(EXCERPTED RECORDS Opens)

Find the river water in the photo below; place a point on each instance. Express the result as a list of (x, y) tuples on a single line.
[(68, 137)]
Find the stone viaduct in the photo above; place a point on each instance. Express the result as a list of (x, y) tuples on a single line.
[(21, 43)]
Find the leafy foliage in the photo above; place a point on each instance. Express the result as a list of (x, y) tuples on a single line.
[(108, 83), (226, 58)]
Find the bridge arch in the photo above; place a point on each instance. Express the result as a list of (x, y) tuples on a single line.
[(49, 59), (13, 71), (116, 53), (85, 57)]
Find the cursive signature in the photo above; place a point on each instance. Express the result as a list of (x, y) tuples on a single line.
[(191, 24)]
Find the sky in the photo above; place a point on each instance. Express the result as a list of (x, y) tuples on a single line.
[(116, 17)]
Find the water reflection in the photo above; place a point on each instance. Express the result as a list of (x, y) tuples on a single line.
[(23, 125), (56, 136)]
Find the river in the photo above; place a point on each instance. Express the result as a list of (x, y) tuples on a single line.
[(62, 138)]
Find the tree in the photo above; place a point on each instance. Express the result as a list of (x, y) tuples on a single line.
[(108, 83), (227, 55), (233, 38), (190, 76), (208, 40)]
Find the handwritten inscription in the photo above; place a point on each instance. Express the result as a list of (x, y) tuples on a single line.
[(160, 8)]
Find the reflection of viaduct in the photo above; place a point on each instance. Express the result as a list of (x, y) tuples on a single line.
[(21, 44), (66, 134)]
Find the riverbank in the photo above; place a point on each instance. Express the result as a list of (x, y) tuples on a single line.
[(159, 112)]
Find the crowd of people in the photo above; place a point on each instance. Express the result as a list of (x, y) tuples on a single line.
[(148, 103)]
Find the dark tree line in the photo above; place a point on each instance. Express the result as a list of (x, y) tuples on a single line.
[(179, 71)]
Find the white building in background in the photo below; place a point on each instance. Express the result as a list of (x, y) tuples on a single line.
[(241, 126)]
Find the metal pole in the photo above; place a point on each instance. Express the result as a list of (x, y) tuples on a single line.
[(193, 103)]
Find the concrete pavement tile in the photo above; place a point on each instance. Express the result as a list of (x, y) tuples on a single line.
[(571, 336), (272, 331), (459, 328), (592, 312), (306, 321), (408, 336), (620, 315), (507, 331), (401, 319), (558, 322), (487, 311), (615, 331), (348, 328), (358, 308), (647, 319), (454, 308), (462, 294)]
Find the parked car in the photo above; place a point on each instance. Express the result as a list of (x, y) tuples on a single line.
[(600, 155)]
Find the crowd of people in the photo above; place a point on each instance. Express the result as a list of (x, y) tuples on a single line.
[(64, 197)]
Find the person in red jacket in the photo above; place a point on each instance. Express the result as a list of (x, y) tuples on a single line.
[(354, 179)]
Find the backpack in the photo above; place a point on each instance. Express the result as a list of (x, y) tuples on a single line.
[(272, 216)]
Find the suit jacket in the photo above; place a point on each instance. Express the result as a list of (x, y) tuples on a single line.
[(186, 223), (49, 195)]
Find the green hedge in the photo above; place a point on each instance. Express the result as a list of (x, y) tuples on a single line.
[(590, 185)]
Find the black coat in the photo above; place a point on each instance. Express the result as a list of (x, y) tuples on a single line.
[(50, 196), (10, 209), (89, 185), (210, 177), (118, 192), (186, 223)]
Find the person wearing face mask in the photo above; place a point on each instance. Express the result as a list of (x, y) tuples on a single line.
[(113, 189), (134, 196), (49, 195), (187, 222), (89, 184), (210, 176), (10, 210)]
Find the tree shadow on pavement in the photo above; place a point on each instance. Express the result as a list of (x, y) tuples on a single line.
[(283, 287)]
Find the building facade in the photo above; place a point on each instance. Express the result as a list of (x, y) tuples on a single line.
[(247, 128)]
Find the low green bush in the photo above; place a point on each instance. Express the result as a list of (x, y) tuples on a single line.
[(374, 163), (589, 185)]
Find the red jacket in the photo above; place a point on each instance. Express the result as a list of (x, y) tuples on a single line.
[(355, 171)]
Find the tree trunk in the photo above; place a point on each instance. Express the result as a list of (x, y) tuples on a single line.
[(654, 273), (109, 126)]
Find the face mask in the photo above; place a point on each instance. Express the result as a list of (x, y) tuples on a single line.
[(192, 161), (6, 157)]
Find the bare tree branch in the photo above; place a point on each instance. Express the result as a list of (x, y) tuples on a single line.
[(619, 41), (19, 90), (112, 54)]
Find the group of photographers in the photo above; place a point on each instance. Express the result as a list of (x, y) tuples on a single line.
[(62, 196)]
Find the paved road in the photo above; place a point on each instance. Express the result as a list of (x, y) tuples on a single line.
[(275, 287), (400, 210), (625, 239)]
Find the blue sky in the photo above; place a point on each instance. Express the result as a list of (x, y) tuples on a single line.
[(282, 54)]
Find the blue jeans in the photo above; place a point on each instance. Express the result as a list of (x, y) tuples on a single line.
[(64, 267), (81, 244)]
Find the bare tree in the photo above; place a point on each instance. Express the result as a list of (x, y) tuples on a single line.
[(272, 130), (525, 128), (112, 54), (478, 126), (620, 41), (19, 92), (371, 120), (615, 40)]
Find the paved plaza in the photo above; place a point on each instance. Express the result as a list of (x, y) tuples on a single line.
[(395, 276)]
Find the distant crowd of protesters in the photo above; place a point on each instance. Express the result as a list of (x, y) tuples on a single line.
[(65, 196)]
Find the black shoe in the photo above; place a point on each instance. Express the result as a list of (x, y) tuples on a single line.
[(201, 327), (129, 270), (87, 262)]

(EXCERPTED RECORDS Closes)
(EXCERPTED RECORDS Opens)

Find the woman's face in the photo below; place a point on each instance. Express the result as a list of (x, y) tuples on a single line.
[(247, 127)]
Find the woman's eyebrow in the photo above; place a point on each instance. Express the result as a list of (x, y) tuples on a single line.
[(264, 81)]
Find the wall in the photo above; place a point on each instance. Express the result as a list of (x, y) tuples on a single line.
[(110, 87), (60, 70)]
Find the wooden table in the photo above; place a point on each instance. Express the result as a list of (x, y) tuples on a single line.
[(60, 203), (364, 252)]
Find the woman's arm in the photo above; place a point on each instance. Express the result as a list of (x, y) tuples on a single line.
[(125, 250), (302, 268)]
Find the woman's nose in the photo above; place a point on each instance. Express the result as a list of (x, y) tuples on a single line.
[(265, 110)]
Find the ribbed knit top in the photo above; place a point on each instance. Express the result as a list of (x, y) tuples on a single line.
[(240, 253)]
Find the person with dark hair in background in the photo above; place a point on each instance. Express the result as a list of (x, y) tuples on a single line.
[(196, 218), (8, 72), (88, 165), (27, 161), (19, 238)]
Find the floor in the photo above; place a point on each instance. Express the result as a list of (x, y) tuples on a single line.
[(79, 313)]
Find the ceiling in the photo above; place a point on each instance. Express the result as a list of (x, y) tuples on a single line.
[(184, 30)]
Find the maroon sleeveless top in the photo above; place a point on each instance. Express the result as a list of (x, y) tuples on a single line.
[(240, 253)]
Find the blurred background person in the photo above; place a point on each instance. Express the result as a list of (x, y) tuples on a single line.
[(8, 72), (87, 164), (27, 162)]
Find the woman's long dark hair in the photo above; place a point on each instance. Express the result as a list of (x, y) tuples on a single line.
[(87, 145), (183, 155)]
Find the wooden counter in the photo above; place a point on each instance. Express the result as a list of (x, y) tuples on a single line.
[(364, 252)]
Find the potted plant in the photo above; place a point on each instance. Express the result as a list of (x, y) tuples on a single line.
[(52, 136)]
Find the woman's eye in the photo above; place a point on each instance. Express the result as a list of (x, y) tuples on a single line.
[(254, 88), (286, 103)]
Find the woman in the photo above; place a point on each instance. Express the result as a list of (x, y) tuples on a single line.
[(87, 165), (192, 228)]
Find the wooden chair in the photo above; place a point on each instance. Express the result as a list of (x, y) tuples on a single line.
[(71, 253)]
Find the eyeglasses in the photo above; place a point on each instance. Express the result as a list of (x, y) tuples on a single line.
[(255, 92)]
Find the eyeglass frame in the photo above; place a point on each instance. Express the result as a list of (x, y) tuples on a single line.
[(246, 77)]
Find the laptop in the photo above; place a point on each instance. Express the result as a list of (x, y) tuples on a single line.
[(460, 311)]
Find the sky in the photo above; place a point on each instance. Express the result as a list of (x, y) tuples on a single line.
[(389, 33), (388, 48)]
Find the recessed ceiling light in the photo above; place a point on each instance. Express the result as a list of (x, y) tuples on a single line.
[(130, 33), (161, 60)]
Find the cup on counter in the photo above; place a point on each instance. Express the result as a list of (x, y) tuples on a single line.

(EXCERPTED RECORDS Closes)
(EXCERPTED RECORDS Opens)

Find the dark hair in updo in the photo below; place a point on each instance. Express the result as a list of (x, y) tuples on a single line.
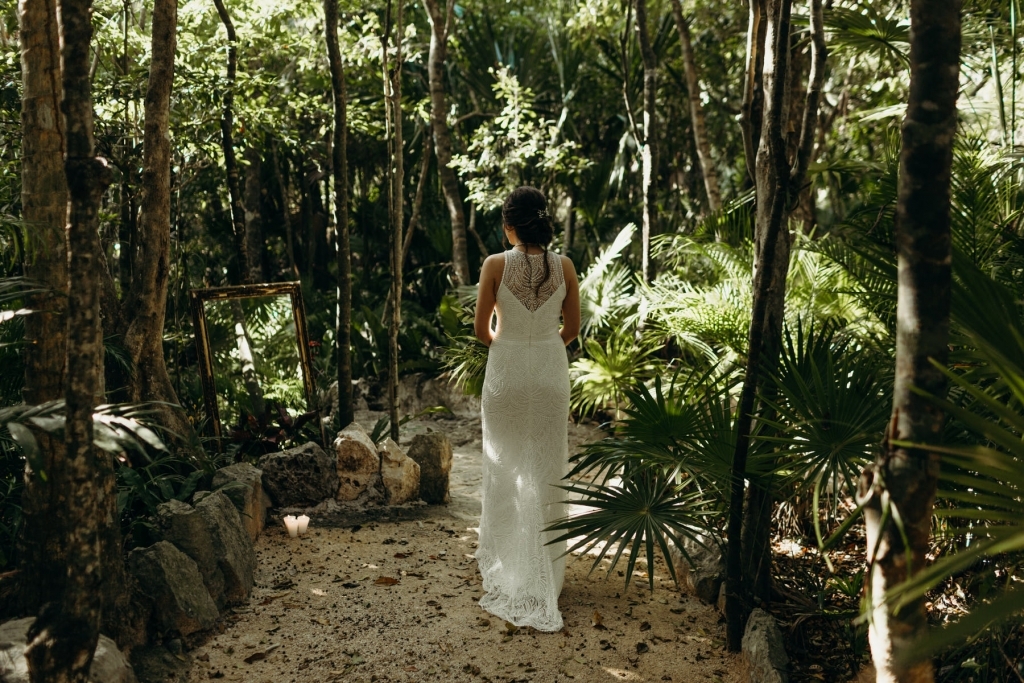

(EXCERPTED RECORDS Closes)

◆ ABOUT THIS EXERCISE:
Keeping every character as it is, restate the lines above that run from the line with "Find the recessed" through the line with "Find the cup", both included, and nothing else.

◆ RESULT OF THIS EXERCISE:
Find the recessed ceiling light in the photo above; place a point on each instance. Express the result as a list of (x, y) tuples on a single line.
[(130, 33), (161, 60)]
Find the cup on counter in the photo above; place a point on each instance. Express the result as a list of (x, y) tuples on a single line.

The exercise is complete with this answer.